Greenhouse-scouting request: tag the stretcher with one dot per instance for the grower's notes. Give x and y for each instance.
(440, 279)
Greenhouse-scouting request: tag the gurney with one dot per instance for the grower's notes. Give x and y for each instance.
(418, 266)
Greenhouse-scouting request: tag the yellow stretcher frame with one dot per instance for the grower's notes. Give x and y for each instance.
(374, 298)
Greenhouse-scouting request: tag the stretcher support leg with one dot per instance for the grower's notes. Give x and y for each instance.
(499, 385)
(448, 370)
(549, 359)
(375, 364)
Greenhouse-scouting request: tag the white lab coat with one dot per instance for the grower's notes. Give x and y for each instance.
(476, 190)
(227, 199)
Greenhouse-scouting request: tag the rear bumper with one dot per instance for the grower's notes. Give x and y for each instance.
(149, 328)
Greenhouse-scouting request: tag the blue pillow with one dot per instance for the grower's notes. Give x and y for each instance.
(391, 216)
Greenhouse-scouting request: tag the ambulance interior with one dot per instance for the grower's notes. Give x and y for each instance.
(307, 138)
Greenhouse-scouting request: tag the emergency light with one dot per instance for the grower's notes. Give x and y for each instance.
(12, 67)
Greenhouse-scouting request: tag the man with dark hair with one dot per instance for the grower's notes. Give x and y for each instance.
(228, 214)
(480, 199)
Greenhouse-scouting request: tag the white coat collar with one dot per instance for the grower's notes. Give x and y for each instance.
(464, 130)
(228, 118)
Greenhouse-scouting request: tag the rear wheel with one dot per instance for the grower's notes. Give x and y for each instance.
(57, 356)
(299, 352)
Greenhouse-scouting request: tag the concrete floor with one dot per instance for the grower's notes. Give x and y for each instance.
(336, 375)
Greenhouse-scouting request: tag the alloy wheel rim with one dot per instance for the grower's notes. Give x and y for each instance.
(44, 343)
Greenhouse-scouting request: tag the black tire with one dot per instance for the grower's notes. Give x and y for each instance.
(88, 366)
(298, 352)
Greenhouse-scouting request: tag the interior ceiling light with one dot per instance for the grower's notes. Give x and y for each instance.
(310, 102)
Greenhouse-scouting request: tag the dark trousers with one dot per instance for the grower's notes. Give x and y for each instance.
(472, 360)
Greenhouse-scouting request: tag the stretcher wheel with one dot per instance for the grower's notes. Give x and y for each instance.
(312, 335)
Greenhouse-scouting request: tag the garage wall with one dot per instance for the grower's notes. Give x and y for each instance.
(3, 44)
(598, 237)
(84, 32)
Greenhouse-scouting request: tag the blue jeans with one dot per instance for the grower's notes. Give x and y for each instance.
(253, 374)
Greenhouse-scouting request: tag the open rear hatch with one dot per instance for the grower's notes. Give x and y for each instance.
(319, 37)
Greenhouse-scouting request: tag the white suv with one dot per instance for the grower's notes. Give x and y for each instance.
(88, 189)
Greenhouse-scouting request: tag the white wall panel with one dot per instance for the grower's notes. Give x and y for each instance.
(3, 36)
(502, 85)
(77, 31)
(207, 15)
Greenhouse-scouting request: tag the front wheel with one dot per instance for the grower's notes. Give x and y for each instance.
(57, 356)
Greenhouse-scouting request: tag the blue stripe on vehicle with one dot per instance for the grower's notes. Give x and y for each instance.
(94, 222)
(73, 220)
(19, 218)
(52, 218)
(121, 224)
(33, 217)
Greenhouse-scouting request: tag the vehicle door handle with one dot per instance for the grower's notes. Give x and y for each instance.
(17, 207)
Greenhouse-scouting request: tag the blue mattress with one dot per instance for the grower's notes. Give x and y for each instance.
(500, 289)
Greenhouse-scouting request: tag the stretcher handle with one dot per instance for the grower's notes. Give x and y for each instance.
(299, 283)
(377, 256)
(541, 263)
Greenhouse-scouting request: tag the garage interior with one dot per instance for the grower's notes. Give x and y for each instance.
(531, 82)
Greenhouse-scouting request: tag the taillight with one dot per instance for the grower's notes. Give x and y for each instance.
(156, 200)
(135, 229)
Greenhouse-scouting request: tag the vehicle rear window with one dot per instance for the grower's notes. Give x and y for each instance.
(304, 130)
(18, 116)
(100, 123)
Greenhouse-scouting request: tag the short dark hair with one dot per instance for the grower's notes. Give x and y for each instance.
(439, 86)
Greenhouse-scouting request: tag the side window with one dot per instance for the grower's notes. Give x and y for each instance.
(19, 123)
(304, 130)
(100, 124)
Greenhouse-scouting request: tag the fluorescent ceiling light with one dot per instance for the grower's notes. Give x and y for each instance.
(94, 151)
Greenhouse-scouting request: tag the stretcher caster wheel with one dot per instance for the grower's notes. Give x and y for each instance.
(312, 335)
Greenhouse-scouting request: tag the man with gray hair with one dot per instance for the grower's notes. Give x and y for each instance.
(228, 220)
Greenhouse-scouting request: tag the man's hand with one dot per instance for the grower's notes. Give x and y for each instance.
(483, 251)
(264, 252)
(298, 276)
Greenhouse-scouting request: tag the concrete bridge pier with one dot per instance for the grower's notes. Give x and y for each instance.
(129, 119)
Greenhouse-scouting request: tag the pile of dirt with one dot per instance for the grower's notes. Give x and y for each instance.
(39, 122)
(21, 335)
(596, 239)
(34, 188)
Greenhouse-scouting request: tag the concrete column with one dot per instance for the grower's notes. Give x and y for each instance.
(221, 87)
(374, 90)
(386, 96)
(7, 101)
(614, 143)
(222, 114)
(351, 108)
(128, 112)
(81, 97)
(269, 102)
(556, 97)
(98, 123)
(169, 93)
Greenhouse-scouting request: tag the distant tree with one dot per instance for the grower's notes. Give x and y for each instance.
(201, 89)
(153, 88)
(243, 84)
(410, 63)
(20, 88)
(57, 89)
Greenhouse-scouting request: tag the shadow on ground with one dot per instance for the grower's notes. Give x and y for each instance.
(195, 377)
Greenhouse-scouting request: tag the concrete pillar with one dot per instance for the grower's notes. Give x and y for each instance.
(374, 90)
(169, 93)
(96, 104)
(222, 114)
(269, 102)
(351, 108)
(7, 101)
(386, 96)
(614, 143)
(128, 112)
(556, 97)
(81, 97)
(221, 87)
....................
- **Task**
Reproduce all of the material above, swapping every occurrence of "grower's notes" for "crop log" and leaving everything else unchanged.

- **Answer below**
Greenhouse-scouting request: tag the stretcher with one dot per instance for the crop log. Give x and y for each instance.
(440, 279)
Greenhouse-scouting request: tag the gurney with one dot per instance for the crop log. Give x and y for each instance.
(418, 266)
Greenhouse-scouting request: tag the yellow stretcher frame with one dot per instance for the crop log. Give x and y for each instance.
(374, 298)
Greenhouse-scouting request: tag the stretcher support leg with one dot per instance for the crop log. Give x and y for each instance.
(499, 385)
(448, 370)
(549, 359)
(375, 364)
Greenhouse-scouting request: tag the white lab coat with one dot per instance for the crop log. Give x and y for each instance.
(476, 190)
(227, 199)
Greenhouse-scouting request: tag the rear bumper with one dot per instance for the crop log. Give x and y for each instance.
(149, 328)
Greenhouse-scouting request: tag the blue pillow with one dot per instance for the crop log. Give x and y for each instance.
(391, 216)
Greenhouse-scouting request: tag the ambulance interior with one dot per instance for the crop log. Give x and y for each instance.
(307, 138)
Greenhouse-scouting request: tag the emergency light with one dot per instance for the crop log. Give x and y for each instance.
(12, 67)
Greenhouse-scouting request: tag the man with dark hair with one dot per instance for the crop log. Give x and y for each instance.
(228, 214)
(480, 199)
Greenhouse-scouting request: tag the white coat collar with one dot per instance for the crop log. Give x and y for each instance.
(464, 130)
(228, 118)
Greenhouse-scouting request: tag the rear wheel with one dot per instance for the crop log. Give x and y for each instance.
(57, 356)
(299, 352)
Greenhouse-scouting request: tag the concrete floor with one dot per instance for the crop log. Give x and y for each instance.
(336, 375)
Greenhouse-scouting request: tag the alloy wheel rim with one dot per instance for the crop log. Give x and y for each instance.
(44, 343)
Greenhouse-scouting request: tag the black tire with one dot per instance for the crop log. Give x and y for each instance.
(88, 366)
(298, 352)
Greenhouse-scouting request: tag the interior ceiling light with one dot per instance for the crop log. Give x and y for each instance.
(310, 102)
Greenhouse-scouting request: tag the dark trousers with one dot per instance for the crop log. Give x and y for each instance.
(472, 360)
Greenhouse-scouting request: tag the stretcher wheel with one dot per instance for the crop log. Give x and y for each instance.
(312, 335)
Greenhouse-scouting request: tag the garage wall with one dot per instance for the crop log. Give x and y for each instance.
(3, 44)
(598, 237)
(84, 32)
Greenhouse-scouting request: tag the blue jeans with one dot per instance for the crop log. Give x and y for each instance.
(253, 374)
Greenhouse-scouting request: tag the open rear hatch with one dot per instance for the crop log. Give x and y for each instance.
(319, 37)
Greenhouse-scouting request: tag the white suv with one dot per instance for the crop log. Give x and y for each instance.
(88, 189)
Greenhouse-scouting request: tag the white wall panel with one dot per instance for the crop log. Give x and y for each instance.
(3, 36)
(502, 85)
(77, 31)
(207, 15)
Greenhouse-scouting request: tag the front wheel with one dot per instance for the crop log. Give x and y for each instance.
(57, 356)
Greenhouse-scouting request: tag the blue stripe on vehicle with one dot per instance for the crop log. Give x and y for each instance.
(94, 222)
(73, 220)
(19, 218)
(52, 218)
(121, 224)
(33, 217)
Greenhouse-scouting request: tag the vehicle door handle with one dot per instance for the crop log. Give x and y for each instance.
(17, 207)
Greenhouse-scouting request: tag the blue mattress with one dot per instance for the crop log. Give x and y for each instance.
(500, 289)
Greenhouse-scouting request: tag the stretcher handle with one dot per instance for the crop log. Give x and y for each instance.
(299, 283)
(377, 256)
(541, 263)
Greenhouse-scouting request: tag the garage interior with one dot per instance for the crop log. Give x and y for each instance.
(531, 82)
Greenhouse-scouting request: tag the taillight with one dot per instance for the crop log. Give x and y for each instance.
(156, 200)
(135, 229)
Greenhouse-scouting request: tag the vehicle rear window with one dot per instance for the crop log. Give x and y for each instance.
(304, 130)
(18, 116)
(100, 123)
Greenhouse-scouting request: tag the short dark hair with one dot per instance for the crop log. Give x and y for each instance.
(439, 86)
Greenhouse-scouting request: tag the side window with one dot per instance for the crop log. Give x and y for each instance.
(19, 123)
(304, 130)
(100, 124)
Greenhouse-scouting request: tag the fluorescent ceiling light with one dot per instance for the crop log. Give x and y for each instance.
(94, 151)
Greenhouse-scouting request: tag the stretcher caster wheel with one dot per instance for the crop log. Give x and y for each instance.
(312, 335)
Greenhouse-scouting request: tag the man with gray hair with one dot per instance for the crop log. Give x and y for each instance.
(228, 220)
Greenhouse-scouting request: tag the man's hand with one dot per instance for the crop log. Give x and y for each instance.
(483, 251)
(264, 252)
(298, 276)
Greenhouse-scouting request: tag the concrete bridge pier with one dot per instance for the crop log. Give x and y for each instance.
(129, 119)
Greenhouse-scouting request: tag the pile of dirt with one dot per instance for the crop log. Give x and y for each instance.
(39, 122)
(21, 335)
(596, 239)
(34, 188)
Greenhouse-scouting request: tag the concrete column with one dot per instance for the crop log. Give x and y for each instance.
(221, 87)
(374, 90)
(386, 96)
(7, 101)
(614, 143)
(222, 114)
(351, 108)
(128, 112)
(81, 97)
(269, 102)
(556, 97)
(98, 123)
(169, 93)
Greenhouse-scouting request: tag the distant tree with one dot per instance for the crop log. Give x and y for each instance.
(201, 89)
(153, 88)
(243, 84)
(410, 63)
(20, 88)
(57, 89)
Greenhouse-scouting request: tag the shadow on ground with one dot per instance for the crop log. Give x and y for each instance.
(195, 377)
Greenhouse-scouting request: tag the concrete pillar with one dot per instance for the crop log. Give x and y for each instance.
(374, 90)
(169, 93)
(96, 104)
(222, 114)
(269, 102)
(351, 108)
(7, 101)
(386, 96)
(614, 143)
(128, 112)
(556, 97)
(81, 97)
(221, 87)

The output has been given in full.